Given problem 1:
Answer these about the excerpt on Python sets below, one line each, marked (a), (b), (c):
(a) Which operator performs a symmetric difference?
(b) How does symmetric_difference_update() treat the original set, unlike symmetric_difference()?
(c) What three ways of copying a set are given?
Given problem 2:
Name every distinct color string that appears in the code of the excerpt on Python sets below.
Given problem 3:
Return the stretch of the excerpt on Python sets below that begins with the words "The symmetric_difference() method will" and ends with "from both sets.", copied character for character.

The Symmetric difference operation returns the elements that are unique in both sets. This is the opposite of the intersection. This is performed using the ^ operator or by using the symmetric_difference() method.

![image.png](attachment:image.png)


In [17]:
color_set = {'violet', 'indigo', 'blue', 'green', 'yellow'}
remaining_colors = {'indigo', 'orange', 'red'}

# symmetric difference between using ^ operator
unique_items = color_set ^ remaining_colors
print(unique_items)
# Output {'blue', 'orange', 'violet', 'green', 'yellow', 'red'}

# using symmetric_difference()
unique_items2 = color_set.symmetric_difference(remaining_colors)
print(unique_items2)
# Output {'blue', 'orange', 'violet', 'green', 'yellow', 'red'}

{'red', 'violet', 'orange', 'blue', 'green', 'yellow'}
{'red', 'violet', 'orange', 'blue', 'green', 'yellow'}


## Symmetric difference update

In addition to the symmetric_difference(), there is one more method called symmetric_difference_update(). There are two main differences between these two methods.

The symmetric_difference() method will not update the original set while symmetric_difference_update() will update the original set with the unique elements from both sets.



In [18]:
color_set = {'violet', 'indigo', 'blue', 'green', 'yellow'}
remaining_colors = {'indigo', 'orange', 'red'}

# symmetric difference
unique_items = color_set.symmetric_difference(remaining_colors)
print(unique_items)
# output {'yellow', 'green', 'violet', 'red', 'blue', 'orange'}
# original set after symmetric difference
print(color_set)
# {'yellow', 'green', 'indigo', 'blue', 'violet'}

# using symmetric_difference_update()
color_set.symmetric_difference_update(remaining_colors)
# original set after symmetric_difference_update()
print(color_set)
# {'yellow', 'green', 'red', 'blue', 'orange', 'violet'}

{'red', 'violet', 'orange', 'blue', 'green', 'yellow'}
{'indigo', 'yellow', 'violet', 'blue', 'green'}
{'red', 'yellow', 'violet', 'orange', 'blue', 'green'}


## Copying a Set

In Python, we can copy the items from one set to another in three ways.

1. Using copy() method.
2. Using the set() constructor
3. Using the = (assignment) operator (assigning one set to another)

In [19]:
color_set = {'violet', 'blue', 'green', 'yellow'}

# creating a copy using copy()
color_set2 = color_set.copy()

# creating a copy using set()
color_set3 = set(color_set)

# creating a copy using = operator
color_set4 = color_set

# printing the original and new copies
print('Original set:', color_set)
# {'violet', 'green', 'yellow', 'blue'}

print('Copy using copy():', color_set2)
# {'green', 'yellow', 'blue', 'violet'}

print('Copy using set(): ', color_set3)
# {'green', 'yellow', 'blue', 'violet'}

print('Copy using assignment', color_set4)

Recorded information:
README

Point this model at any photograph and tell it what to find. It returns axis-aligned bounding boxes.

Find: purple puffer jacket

Exercise solution 1:
(a) The ^ operator.
(b) It updates the original set with the unique elements from both sets, while symmetric_difference() leaves the original set unchanged.
(c) The copy() method, the set() constructor, and the = (assignment) operator.

Exercise solution 2:
violet, indigo, blue, green, yellow, orange, red

Exercise solution 3:
The symmetric_difference() method will not update the original set while symmetric_difference_update() will update the original set with the unique elements from both sets.